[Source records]
§

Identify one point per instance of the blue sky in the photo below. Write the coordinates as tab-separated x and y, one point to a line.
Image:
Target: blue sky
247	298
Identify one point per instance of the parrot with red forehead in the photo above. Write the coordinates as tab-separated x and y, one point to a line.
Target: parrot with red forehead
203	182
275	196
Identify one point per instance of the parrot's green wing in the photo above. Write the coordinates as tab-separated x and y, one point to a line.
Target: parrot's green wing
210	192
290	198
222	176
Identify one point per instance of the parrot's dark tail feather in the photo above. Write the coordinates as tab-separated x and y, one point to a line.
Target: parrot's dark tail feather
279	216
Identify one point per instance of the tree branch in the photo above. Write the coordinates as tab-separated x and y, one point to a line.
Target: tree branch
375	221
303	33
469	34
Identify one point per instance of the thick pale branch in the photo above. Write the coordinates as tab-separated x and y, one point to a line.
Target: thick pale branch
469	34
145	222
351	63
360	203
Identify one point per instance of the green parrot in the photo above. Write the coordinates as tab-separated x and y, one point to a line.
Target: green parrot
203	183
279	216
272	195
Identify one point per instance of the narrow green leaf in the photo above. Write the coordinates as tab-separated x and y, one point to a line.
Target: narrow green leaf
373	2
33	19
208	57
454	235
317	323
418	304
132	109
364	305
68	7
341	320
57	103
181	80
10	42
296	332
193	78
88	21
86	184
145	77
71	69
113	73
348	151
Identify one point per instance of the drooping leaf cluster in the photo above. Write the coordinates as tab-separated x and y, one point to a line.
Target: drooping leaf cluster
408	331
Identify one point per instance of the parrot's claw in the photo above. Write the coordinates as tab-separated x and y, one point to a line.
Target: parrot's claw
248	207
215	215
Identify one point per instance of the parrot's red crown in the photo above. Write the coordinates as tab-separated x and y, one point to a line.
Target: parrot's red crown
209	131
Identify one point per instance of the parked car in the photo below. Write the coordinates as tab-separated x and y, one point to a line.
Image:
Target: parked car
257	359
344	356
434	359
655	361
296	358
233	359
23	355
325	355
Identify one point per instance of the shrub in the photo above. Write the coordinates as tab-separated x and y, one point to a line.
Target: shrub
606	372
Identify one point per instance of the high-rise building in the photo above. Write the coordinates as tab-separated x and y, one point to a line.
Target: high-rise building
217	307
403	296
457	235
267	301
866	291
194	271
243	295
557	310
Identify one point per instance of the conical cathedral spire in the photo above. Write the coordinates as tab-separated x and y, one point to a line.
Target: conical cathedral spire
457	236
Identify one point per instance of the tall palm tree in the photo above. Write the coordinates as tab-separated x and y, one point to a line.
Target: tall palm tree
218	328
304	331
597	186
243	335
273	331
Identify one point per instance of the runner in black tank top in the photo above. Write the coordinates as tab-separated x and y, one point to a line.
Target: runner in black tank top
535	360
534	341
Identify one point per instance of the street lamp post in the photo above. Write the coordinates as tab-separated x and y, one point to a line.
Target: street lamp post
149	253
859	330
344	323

§

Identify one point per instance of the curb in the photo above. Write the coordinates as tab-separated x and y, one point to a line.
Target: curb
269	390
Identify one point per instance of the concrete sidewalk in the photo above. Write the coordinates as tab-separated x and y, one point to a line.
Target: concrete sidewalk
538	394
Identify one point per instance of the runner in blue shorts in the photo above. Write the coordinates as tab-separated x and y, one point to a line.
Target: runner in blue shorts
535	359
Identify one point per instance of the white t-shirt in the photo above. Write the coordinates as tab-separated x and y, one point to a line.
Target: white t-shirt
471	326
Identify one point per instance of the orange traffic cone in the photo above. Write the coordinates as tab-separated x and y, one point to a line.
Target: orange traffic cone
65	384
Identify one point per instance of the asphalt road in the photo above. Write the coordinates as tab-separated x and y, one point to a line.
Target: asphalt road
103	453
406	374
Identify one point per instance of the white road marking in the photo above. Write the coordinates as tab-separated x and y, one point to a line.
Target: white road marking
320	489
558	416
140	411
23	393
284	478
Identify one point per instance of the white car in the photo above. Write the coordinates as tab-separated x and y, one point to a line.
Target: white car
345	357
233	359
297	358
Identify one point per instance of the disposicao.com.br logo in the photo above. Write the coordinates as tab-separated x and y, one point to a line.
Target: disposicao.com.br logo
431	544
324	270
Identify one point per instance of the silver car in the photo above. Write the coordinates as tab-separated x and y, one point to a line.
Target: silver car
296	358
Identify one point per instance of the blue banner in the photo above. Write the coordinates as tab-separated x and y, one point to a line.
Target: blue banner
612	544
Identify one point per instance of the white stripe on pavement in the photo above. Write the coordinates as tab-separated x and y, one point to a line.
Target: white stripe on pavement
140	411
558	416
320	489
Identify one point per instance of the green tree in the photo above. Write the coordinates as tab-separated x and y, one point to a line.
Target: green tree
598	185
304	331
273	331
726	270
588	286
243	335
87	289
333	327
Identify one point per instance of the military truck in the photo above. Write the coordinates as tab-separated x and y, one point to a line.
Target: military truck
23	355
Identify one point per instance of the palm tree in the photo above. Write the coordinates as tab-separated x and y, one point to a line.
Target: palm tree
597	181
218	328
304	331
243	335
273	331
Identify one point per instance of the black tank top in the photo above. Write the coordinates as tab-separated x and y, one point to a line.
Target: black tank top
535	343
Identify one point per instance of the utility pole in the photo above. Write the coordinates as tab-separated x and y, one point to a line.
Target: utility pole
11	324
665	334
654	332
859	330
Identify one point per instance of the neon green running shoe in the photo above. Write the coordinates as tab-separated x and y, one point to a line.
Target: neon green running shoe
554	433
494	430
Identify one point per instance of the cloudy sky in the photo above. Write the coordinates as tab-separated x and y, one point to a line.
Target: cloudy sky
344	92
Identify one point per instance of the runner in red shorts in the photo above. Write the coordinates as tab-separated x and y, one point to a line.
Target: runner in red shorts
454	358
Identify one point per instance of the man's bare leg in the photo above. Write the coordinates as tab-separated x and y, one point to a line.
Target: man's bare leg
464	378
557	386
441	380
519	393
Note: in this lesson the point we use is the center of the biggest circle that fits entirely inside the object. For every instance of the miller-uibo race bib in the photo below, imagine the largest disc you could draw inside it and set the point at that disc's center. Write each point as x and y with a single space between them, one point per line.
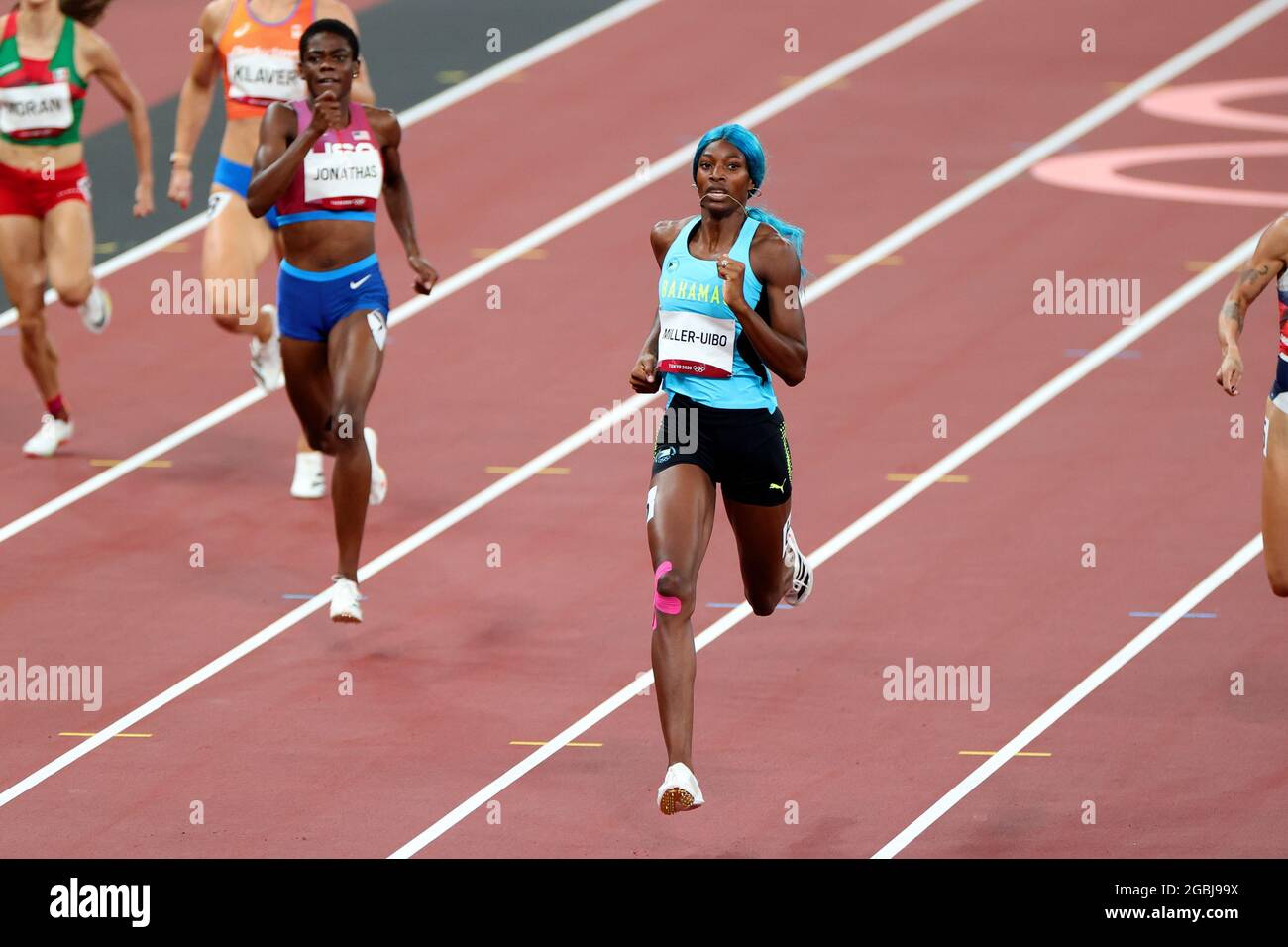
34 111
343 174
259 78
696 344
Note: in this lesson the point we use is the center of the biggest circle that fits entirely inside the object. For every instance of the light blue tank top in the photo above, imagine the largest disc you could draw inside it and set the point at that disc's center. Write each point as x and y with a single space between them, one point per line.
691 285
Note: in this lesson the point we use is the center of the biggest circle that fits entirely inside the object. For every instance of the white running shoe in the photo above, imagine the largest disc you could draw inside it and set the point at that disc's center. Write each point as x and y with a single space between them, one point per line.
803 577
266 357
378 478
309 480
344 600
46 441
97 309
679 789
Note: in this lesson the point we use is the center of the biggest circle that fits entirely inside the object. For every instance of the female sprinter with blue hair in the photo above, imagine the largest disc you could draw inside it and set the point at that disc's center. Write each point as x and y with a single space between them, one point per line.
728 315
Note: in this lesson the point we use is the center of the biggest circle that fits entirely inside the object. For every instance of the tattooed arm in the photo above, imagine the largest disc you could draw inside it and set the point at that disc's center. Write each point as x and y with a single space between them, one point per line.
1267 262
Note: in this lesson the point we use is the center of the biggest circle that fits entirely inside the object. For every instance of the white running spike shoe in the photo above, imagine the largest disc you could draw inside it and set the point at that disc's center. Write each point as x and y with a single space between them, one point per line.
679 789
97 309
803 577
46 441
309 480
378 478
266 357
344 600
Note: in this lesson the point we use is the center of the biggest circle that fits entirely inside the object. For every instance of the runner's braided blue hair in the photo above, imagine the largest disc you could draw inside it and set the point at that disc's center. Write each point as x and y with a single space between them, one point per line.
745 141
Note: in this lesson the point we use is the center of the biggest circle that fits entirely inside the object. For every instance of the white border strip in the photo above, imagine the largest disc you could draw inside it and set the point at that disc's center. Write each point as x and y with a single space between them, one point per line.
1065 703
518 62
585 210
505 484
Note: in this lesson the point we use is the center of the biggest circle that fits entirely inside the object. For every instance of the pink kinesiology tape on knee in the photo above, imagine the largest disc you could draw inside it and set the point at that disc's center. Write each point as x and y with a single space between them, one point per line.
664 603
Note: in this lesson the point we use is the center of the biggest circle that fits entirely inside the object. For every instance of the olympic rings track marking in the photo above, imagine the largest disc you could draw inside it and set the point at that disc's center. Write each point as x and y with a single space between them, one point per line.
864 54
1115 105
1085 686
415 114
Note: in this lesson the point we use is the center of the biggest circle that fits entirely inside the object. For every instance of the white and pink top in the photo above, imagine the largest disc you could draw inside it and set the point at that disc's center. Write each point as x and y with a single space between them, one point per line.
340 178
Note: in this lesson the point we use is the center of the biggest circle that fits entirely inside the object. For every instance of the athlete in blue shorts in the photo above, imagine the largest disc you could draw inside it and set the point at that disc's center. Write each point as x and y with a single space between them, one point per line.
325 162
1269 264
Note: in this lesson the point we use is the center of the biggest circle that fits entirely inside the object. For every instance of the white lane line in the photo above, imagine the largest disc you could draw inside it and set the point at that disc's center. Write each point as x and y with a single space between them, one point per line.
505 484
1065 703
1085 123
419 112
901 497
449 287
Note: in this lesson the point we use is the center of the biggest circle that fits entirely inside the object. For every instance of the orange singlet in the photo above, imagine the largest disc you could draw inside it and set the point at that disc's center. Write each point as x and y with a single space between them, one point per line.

§

Exercise instructions -
Reproduce exactly the lines above from the line with "Identify one point per instance of the green tree" to the line with "Identify one point per instance of the man's", including both, and add nothing.

Task solution -
Identify one point per instance of the green tree in the photo above. Write the coordinates as tab-separated x and y, one point to a line.
Target: green tree
598	185
304	331
273	331
726	270
588	286
243	335
87	289
333	327
Identify one point per instance of the military truck in the photo above. Write the coordinates as tab-separated x and y, one point to a line.
Target: military truck
23	355
Identify one point per instance of the palm tree in the photo above. Write the coordinates as tab-separated x and y, one point to a line.
Target: palm tree
597	181
218	328
304	331
243	335
273	331
Identify one point per instance of the black tank top in the photo above. Write the coordinates as tab-separated x and y, one point to a line.
Target: black tank top
535	343
Identify one point per instance of the utility pole in the photo above. Write the coordinates as tab-separated x and y, one point to a line.
Target: utility pole
11	324
665	334
654	332
859	330
Identify one point per instance of the neon green running shoe in the photo above. Write the coordinates as tab-separated x and y, one point to a line.
Target: neon green running shoe
554	433
494	430
Identify one point per instance of the cloudy sky in the photo above. Write the coordinates as tab-separated x and y, one point to a line.
Target: cloudy sky
344	92
Identify one point per instance of the runner in red shorts in the photo above. Write the coordinates as tab-separated x and y, one point to a line.
Target: runner in red shorts
454	358
Identify one point per instance of the man's bare leg in the photo above. Write the coordinates as tab-separated x and y, one point to a line.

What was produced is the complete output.